_Given exercise_
With the pictures omitted, write out the entries that follow exactly as they stand.
# Start of Given records
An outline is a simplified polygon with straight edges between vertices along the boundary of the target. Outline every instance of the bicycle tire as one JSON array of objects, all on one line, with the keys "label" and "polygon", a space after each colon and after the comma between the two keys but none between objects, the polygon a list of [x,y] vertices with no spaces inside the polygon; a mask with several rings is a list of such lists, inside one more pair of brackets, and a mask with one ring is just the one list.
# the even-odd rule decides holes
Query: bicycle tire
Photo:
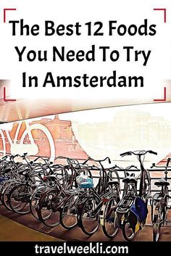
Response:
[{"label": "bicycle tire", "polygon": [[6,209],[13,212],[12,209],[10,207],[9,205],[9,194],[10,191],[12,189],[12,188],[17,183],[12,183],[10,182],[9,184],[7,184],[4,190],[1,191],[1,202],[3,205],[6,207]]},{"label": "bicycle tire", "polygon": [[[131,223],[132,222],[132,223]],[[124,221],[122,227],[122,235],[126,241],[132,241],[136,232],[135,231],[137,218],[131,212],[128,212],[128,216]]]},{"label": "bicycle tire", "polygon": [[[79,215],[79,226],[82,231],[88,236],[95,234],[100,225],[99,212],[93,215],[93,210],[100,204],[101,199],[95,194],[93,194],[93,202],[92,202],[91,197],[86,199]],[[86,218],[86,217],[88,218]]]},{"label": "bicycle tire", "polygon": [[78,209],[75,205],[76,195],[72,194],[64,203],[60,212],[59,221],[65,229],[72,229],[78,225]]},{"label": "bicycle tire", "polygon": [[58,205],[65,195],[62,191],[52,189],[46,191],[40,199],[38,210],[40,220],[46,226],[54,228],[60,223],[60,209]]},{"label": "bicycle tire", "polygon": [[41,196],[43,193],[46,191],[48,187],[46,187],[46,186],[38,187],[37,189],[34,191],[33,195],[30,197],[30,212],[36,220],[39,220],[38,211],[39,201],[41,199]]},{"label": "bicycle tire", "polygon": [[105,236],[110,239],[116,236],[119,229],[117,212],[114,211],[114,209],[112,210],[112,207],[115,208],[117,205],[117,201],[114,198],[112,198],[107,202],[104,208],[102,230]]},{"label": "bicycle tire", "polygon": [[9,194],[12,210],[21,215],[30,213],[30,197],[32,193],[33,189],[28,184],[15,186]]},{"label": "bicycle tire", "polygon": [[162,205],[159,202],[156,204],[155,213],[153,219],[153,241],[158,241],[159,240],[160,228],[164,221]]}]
# End of Given records
_Written answer_
An outline is a simplified polygon with straight edges between vertices along the boundary of the target. Outline every instance of the bicycle tire as one JSON array of objects, all on one line, with the keys "label" and "polygon", a space after each colon and after the comma between the two keys but none between objects, the polygon a list of [x,y] vertices with no spaces inside the polygon; a mask with several rings is a list of such lists, inside one more pair of brackets, and a mask with one ring is just the one list.
# the even-odd rule decides holes
Query: bicycle tire
Photo:
Response:
[{"label": "bicycle tire", "polygon": [[6,209],[13,212],[12,209],[10,207],[9,205],[9,194],[10,191],[12,189],[12,188],[17,183],[12,183],[10,182],[9,184],[7,184],[4,190],[1,191],[1,202],[3,205],[6,207]]},{"label": "bicycle tire", "polygon": [[[131,223],[132,222],[132,223]],[[124,221],[122,227],[122,235],[126,241],[132,241],[136,232],[135,231],[137,218],[131,212],[128,212],[128,216]]]},{"label": "bicycle tire", "polygon": [[[79,215],[79,226],[82,231],[88,236],[95,234],[100,225],[99,212],[93,215],[93,210],[100,204],[101,199],[95,194],[93,194],[93,202],[92,202],[91,197],[86,199]],[[86,218],[86,217],[88,218]]]},{"label": "bicycle tire", "polygon": [[78,209],[75,205],[76,195],[72,194],[64,203],[60,212],[59,221],[65,229],[72,229],[78,225]]},{"label": "bicycle tire", "polygon": [[58,205],[65,195],[62,191],[52,189],[46,191],[40,199],[38,210],[40,220],[46,226],[54,228],[60,223],[60,209]]},{"label": "bicycle tire", "polygon": [[41,196],[43,193],[46,191],[48,187],[46,187],[46,186],[38,187],[37,189],[34,191],[33,195],[30,197],[30,212],[36,220],[39,220],[38,211],[39,201],[41,199]]},{"label": "bicycle tire", "polygon": [[105,236],[110,239],[116,236],[119,229],[117,212],[114,211],[114,209],[112,210],[112,207],[115,208],[117,205],[117,201],[114,198],[112,198],[107,202],[104,208],[102,230]]},{"label": "bicycle tire", "polygon": [[9,194],[12,210],[21,215],[30,213],[30,197],[32,193],[33,189],[28,184],[15,186]]},{"label": "bicycle tire", "polygon": [[162,205],[159,202],[156,204],[155,213],[153,219],[153,241],[158,241],[159,240],[160,228],[164,221]]}]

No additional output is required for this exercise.